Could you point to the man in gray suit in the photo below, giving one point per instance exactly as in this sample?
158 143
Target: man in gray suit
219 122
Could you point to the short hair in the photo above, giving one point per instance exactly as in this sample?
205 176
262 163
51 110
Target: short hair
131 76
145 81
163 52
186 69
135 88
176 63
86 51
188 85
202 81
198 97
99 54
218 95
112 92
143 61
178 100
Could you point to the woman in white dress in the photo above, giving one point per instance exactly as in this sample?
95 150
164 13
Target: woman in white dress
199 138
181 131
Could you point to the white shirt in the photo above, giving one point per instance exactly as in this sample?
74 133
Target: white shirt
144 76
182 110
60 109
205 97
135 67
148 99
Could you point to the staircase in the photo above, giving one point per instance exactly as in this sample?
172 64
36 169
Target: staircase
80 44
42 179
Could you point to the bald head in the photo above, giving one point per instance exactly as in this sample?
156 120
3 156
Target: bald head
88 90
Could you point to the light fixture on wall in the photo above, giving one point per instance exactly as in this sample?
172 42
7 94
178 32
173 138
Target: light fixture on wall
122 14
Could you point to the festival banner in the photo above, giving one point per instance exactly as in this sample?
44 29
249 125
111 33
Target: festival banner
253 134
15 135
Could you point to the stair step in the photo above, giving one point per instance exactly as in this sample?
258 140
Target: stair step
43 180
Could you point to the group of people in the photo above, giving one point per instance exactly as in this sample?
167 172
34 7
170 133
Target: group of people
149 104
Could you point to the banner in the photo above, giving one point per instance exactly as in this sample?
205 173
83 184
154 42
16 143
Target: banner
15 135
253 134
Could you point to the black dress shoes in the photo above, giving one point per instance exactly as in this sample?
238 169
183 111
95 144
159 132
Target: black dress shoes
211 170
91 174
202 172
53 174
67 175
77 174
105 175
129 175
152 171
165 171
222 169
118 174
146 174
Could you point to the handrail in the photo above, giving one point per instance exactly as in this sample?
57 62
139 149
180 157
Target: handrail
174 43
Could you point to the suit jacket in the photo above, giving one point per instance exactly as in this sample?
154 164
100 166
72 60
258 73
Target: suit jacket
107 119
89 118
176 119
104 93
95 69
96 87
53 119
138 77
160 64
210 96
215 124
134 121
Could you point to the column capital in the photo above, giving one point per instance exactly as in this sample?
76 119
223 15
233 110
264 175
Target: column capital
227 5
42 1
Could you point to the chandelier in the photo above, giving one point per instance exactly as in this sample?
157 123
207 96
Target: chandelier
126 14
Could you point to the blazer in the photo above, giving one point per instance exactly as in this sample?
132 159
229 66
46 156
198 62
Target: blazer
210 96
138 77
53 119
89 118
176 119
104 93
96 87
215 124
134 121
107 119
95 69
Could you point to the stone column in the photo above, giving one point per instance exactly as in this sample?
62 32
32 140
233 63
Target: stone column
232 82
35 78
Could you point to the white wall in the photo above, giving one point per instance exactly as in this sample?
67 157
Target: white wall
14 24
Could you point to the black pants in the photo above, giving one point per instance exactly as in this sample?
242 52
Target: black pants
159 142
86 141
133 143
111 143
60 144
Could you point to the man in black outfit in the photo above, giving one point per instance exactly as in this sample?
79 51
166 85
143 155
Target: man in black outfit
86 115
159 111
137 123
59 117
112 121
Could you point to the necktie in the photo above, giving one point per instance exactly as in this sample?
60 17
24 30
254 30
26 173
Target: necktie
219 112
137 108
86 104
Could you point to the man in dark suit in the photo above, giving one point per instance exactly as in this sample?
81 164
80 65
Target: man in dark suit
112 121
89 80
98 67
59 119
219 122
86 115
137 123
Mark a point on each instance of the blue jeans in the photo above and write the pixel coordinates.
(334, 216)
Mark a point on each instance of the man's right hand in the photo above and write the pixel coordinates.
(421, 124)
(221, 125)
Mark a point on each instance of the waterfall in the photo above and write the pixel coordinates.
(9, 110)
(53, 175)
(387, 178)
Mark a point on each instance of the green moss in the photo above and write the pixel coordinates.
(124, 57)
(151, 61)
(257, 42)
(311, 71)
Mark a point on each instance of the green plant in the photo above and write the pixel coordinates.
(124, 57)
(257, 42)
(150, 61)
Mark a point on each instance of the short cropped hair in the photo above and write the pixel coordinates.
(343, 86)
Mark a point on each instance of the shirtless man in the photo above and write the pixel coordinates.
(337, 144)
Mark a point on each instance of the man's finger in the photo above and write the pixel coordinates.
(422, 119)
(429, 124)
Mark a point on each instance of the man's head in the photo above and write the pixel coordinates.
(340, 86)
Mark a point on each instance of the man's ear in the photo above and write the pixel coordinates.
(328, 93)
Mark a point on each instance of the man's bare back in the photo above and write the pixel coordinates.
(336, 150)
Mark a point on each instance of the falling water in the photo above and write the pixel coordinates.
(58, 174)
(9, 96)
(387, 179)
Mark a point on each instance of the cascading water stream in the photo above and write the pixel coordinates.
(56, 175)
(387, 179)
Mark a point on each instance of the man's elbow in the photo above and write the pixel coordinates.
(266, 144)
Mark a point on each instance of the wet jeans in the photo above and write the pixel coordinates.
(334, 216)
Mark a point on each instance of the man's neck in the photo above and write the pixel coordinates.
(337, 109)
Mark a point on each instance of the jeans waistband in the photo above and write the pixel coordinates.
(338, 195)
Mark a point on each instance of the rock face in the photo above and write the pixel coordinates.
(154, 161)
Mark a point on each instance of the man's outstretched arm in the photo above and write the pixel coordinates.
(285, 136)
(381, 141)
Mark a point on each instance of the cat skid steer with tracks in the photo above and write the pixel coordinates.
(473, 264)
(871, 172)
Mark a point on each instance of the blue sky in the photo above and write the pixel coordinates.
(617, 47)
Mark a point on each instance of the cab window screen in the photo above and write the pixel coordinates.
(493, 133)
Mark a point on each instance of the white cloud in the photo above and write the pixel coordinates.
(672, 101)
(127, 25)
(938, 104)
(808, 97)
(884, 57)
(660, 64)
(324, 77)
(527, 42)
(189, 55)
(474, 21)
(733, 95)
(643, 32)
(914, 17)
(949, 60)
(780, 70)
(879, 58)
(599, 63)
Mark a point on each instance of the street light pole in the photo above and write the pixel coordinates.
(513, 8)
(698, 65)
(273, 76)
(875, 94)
________
Print exactly the line containing "Mark a point on each instance of the street" and every line after it through the end of the records above, and nothing else.

*Solution for this task*.
Mark a point on each instance of the street light pole in the photo above and write the pixel coordinates.
(513, 8)
(698, 65)
(273, 76)
(875, 94)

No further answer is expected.